— Document excerpt —
┄┄┄┄┄┄┄┄┄┄┄┄┄┄┄┄┄┄┄┄
THE shutdown of overseas gaming operations will have a minimal impact in terms of financial flows, according to an initial analysis performed by the Anti-Money Laundering Council (AMLC).
AMLC Executive Director Mel Georgie B. Racela said that the financial analysis, conducted at the request of the central bank chief, only considered the “inward and outward remittances,” and not the impact of foregone taxes should the industry, known by its Philippine acronym POGO, leave the Philippines or shutdown.
POGOs, whose main clients are Chinese, are a current source of tension between China and the Philippines because Beijing believes the industry undermines its controls on hard-currency flows and its ban on gambling.
The registration of POGOs has led to a boom in office space while also creating an influx of Chinese workers, which the Department of Finance is eager to tax.
“Maliit lang yung impact nung kanilang transactions (The impact of their transactions is small ), at least from the AMLC’s perspective. It’s very minimal compared to GDP (gross domestic product),” Mr. Racela told reporters following the agency’s Senate budget hearing on Thursday.
┄┄┄┄┄┄┄┄┄┄┄┄┄┄┄┄┄┄┄┄
— Available data —

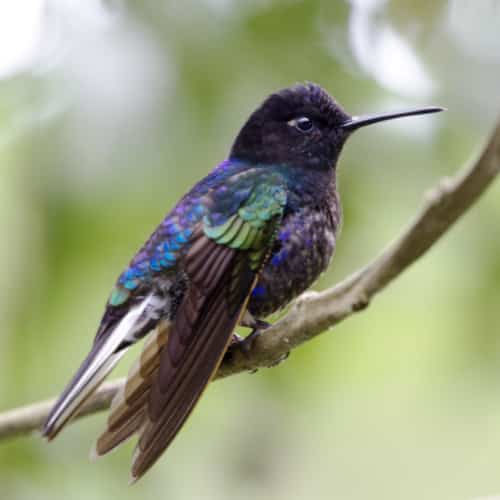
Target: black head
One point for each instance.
(301, 126)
┄┄┄┄┄┄┄┄┄┄┄┄┄┄┄┄┄┄┄┄
— Work to do —
a – In the news excerpt on overseas gaming operations, at whose request did the AMLC conduct its financial analysis?
b – Pick up the news excerpt on overseas gaming operations after its last sentence and continue it.

— Final answers —
a – The central bank chief.

b –
“Ang aming analysis kasi is financial flow analysis so ‘yung inward remittances and outward remittances, ‘yun lang ang aming na-capture (Our analysis only captured financial flows — inward and outward remittances,)” Mr. Racela said.
The limited nature of cross-border remittances suggests that the industry settles accounts internally with its Chinese clients, who are limited by Chinese foreign exchange regulations from bringing money out of the Mainland.
He said further details of the study are not ready for release pending further analysis, with the central bank currently in possession of the raw data.
The study was ordered by Bangko Sentral ng Pilipinas (BSP) Governor Benjamin E. Diokno.
Late last month, Mr. Diokno said he ordered the AMLC team and officials overseeing financial stability to assess the impact of operations by Philippine Offshore Gaming Operators (POGOs) on the economy should they pull out.
“What if, all of a sudden, they pack up and leave? What will be the impact of that on the property sector plus also the food industry, the restaurants? So this is part of my job as BSP governor,” Mr. Diokno said in an economic forum in Manila late last month.
On Wednesday, the Bureau of Internal Revenue padlocked Great Empire Gaming and Amusement Corp. (GEGAC) in Quezon City after finding out that it was not registered for value-added tax.
The POGO service provider had more than 8,000 foreign employees in its Quezon City branch and a few hundred more in its offices in Parañaque and Subic.
AMLC’s proposed 2020 budget was approved at committee level and will be sent to the plenary.
The P145.201 million proposed budget is 128.75% higher than its current budget of P63.475 million.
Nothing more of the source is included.